··· MATERIAL FOR THE TASK

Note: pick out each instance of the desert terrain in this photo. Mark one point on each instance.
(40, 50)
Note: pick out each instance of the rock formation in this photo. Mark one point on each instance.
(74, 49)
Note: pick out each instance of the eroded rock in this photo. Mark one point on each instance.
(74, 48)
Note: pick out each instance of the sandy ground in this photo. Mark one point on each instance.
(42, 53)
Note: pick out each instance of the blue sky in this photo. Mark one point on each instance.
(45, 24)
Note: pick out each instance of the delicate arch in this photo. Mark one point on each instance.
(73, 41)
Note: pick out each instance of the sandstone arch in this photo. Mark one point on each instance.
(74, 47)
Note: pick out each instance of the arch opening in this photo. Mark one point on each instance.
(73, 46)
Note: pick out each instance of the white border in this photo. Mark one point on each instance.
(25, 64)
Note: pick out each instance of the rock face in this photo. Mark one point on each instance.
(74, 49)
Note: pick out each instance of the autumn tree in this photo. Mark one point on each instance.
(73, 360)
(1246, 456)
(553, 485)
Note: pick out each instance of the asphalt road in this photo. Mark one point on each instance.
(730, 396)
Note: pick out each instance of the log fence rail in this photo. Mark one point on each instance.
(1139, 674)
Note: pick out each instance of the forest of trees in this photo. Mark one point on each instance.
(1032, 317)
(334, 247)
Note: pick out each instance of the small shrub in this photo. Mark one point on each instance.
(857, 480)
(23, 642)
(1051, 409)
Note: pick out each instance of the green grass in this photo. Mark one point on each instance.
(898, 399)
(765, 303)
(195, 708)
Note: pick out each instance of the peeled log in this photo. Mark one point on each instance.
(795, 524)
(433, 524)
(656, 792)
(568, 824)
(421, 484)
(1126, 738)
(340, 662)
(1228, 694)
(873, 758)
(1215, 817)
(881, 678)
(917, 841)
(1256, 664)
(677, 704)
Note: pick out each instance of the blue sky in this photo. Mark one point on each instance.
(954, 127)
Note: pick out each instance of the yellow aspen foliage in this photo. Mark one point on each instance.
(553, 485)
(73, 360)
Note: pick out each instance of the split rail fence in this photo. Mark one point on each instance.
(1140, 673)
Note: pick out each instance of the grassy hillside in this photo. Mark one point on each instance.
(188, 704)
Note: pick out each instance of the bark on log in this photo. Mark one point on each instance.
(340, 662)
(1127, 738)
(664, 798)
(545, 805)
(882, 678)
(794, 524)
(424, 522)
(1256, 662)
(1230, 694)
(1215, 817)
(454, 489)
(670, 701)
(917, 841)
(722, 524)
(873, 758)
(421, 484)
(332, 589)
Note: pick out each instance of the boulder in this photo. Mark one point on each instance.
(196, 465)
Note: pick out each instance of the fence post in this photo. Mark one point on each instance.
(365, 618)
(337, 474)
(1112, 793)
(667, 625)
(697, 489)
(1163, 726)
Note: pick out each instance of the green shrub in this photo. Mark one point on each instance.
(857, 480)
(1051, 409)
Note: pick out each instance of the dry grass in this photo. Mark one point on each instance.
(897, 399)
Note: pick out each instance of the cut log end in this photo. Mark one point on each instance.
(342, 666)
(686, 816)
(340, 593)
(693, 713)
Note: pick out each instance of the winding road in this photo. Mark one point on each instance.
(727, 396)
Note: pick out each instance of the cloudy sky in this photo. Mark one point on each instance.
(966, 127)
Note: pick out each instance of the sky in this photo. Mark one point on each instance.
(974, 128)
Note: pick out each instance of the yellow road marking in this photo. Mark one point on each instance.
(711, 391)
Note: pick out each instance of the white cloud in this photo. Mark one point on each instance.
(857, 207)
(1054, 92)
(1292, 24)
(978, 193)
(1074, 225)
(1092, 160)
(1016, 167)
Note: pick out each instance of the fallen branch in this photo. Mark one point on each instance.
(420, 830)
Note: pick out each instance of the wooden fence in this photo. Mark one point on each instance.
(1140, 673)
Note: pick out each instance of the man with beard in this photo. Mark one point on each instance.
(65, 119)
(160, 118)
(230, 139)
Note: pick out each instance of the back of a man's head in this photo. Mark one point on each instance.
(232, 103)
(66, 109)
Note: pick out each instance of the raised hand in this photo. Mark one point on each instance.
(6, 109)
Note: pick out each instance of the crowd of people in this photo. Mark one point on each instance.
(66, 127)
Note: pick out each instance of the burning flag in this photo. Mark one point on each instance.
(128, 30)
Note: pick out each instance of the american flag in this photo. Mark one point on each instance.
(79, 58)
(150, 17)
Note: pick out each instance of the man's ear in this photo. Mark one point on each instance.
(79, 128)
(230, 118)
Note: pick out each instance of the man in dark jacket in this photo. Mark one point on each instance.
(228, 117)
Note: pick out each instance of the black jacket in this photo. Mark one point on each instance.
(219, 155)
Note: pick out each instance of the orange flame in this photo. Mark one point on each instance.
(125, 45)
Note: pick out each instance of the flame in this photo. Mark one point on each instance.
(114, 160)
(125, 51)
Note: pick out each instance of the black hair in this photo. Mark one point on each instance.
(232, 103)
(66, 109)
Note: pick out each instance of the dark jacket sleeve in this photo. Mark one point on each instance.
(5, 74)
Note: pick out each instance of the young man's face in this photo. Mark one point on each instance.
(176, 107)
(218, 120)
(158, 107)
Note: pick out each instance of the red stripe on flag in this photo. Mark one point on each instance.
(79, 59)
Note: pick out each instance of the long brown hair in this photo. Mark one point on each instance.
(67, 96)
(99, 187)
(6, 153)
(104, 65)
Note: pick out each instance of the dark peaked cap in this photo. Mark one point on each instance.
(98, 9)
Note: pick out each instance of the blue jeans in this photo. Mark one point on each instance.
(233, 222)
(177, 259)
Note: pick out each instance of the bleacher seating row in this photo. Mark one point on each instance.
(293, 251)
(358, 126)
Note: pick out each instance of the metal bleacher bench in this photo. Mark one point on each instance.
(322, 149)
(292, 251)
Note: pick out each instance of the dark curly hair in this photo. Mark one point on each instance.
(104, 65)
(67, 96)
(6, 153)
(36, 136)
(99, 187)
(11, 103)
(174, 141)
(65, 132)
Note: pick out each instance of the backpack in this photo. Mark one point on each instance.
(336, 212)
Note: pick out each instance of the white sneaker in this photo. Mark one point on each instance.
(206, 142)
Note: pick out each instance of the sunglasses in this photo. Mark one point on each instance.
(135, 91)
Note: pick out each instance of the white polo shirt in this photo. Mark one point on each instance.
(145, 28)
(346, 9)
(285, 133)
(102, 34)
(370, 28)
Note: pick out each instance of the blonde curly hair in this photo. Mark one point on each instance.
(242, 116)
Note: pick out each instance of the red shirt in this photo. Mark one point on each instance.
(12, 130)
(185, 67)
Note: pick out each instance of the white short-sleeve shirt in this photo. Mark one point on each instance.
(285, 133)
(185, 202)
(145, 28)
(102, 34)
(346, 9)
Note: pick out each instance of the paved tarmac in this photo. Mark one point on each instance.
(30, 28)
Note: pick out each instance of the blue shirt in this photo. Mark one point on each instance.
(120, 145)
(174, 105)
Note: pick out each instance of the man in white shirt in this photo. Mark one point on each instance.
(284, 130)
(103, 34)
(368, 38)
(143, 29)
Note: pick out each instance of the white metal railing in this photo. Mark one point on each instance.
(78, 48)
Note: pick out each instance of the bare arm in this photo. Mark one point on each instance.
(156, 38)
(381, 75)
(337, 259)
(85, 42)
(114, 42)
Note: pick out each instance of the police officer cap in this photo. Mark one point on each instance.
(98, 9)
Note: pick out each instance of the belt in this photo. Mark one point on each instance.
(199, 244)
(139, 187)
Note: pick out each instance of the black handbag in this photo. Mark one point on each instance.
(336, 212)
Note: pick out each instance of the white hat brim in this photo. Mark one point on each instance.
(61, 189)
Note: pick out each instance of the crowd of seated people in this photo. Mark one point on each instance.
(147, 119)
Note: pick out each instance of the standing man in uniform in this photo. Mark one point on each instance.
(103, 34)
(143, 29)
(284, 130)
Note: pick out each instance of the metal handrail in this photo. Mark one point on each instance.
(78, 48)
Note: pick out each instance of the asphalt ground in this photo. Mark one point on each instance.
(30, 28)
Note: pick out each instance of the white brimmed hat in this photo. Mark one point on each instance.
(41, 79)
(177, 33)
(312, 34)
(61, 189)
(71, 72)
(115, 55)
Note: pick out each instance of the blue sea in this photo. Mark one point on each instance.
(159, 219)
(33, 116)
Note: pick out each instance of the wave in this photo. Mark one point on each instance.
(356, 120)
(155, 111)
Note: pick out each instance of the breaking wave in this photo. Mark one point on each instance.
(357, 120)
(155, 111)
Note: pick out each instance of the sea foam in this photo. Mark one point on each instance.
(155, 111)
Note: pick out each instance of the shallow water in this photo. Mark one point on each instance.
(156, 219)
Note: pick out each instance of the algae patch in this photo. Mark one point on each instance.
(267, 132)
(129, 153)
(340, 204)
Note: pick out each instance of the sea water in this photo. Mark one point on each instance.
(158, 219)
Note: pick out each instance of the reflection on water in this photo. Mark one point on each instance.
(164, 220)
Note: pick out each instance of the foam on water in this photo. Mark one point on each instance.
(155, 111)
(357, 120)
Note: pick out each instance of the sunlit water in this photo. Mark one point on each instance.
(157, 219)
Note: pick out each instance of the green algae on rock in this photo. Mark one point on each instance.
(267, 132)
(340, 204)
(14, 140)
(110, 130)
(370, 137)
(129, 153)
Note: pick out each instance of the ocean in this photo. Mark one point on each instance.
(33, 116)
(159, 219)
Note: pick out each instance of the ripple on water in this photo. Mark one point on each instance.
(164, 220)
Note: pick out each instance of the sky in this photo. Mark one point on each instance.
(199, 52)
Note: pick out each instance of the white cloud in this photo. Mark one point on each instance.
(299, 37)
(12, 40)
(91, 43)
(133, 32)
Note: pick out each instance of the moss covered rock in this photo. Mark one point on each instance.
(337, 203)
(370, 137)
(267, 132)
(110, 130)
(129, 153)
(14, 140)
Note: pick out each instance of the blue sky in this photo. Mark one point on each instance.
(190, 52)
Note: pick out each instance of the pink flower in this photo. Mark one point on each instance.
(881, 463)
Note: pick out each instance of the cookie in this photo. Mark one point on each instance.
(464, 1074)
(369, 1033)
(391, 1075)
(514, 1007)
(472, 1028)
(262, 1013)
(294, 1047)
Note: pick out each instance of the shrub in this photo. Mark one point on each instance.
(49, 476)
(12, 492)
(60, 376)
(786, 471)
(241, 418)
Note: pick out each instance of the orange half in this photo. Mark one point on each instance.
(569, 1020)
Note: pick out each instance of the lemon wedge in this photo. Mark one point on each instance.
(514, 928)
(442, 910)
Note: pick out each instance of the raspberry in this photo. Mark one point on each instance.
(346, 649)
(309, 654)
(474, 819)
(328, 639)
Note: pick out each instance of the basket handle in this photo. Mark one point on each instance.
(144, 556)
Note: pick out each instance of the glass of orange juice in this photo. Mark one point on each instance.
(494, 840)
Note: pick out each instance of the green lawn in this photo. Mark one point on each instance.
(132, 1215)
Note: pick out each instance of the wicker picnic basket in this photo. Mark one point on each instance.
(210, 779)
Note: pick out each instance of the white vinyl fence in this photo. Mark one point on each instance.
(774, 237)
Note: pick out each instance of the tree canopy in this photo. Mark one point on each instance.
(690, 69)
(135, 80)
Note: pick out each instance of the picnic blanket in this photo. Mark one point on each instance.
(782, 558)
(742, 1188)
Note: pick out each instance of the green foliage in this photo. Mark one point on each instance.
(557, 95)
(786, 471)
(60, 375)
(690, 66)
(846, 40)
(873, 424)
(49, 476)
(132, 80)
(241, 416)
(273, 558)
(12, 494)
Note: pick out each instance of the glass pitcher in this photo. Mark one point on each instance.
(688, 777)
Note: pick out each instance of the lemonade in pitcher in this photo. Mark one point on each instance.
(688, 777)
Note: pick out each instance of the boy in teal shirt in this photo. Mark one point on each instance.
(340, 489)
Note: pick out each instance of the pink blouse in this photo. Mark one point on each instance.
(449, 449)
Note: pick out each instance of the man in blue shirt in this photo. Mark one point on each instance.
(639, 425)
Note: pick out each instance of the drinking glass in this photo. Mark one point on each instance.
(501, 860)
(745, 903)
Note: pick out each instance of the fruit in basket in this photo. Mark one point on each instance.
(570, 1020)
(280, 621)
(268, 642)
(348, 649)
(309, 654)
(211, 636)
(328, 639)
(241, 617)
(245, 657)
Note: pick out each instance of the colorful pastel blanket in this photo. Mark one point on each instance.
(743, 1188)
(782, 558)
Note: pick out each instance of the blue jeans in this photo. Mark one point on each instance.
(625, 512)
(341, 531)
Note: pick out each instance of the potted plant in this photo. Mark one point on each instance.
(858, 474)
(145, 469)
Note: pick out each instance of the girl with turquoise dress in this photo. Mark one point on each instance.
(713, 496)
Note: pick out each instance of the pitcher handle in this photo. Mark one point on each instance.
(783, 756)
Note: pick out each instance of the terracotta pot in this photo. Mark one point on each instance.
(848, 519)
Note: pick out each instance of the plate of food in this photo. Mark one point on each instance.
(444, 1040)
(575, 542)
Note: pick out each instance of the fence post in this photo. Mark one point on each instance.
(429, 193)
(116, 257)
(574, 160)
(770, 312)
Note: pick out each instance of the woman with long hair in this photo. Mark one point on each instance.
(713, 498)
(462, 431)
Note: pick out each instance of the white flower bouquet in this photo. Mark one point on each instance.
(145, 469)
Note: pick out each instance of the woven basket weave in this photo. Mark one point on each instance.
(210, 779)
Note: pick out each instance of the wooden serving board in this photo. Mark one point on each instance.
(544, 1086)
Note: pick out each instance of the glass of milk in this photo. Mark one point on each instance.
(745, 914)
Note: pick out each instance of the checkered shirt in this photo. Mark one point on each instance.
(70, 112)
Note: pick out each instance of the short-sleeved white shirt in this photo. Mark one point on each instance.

······

- _SHORT EXERCISE_
Rewrite the stretch from the line containing "Note: pick out each instance of the arch" through the line containing "(1139, 674)", putting "paved road" in place of "asphalt road" and keeping every other part of those lines as it stands. Return only that stretch.

- _IN RESPONSE_
Note: pick out each instance of the arch opening in this photo. Mark one point on each instance.
(73, 46)
Note: pick out each instance of the white border in this photo. Mark one point on each instance.
(25, 64)
Note: pick out each instance of the rock face in this photo. Mark one point on each instance.
(74, 49)
Note: pick out each instance of the autumn tree in this photo. Mark one point on each instance.
(73, 360)
(1246, 456)
(553, 485)
Note: pick out each instance of the paved road in this photo. Mark one point on each instance.
(730, 396)
Note: pick out each instance of the log fence rail in this photo. Mark one point on each instance.
(1139, 674)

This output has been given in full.